Natural-language object grounding data:
########################################
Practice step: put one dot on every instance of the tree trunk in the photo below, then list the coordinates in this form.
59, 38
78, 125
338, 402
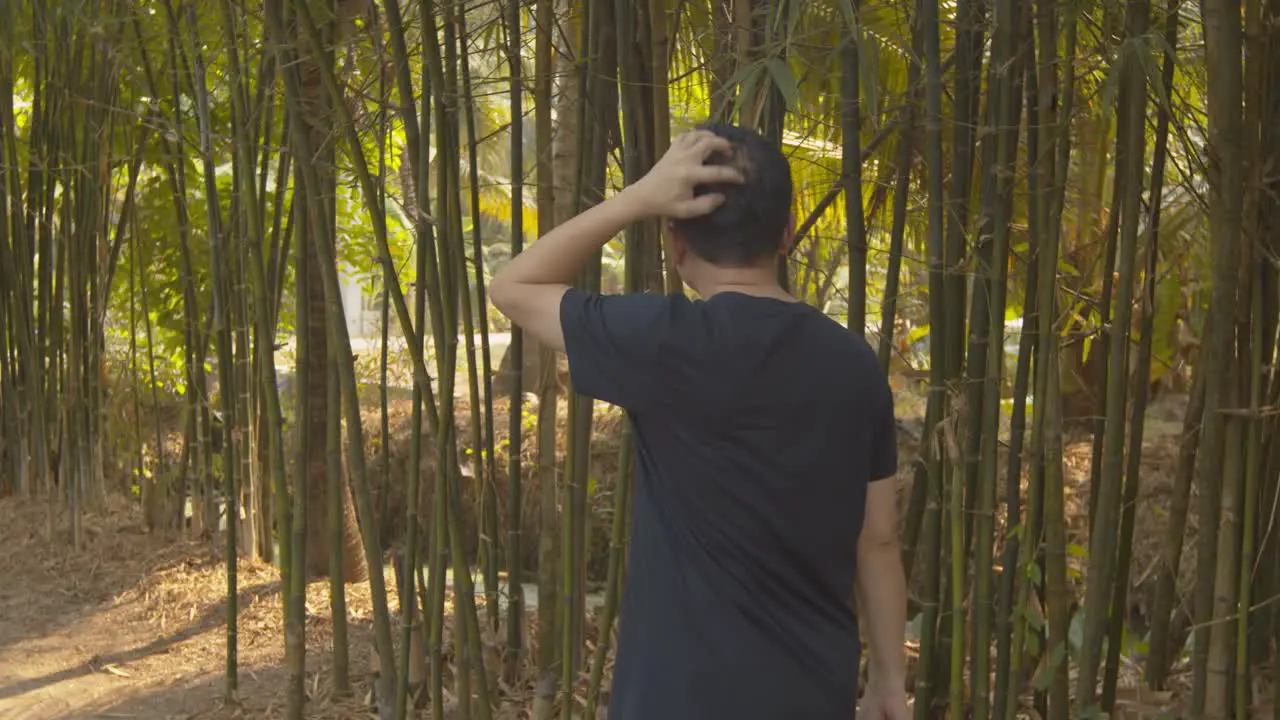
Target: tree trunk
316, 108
########################################
- **ABOUT THIS TASK**
Pictures aside, repeat each entry in full and without change.

- **WRITTEN ANSWER**
Practice step: put one dot on every instance of the tree trunk in the photo below, then list the coordinates in this form.
59, 38
78, 125
338, 402
Target: tree trunk
316, 108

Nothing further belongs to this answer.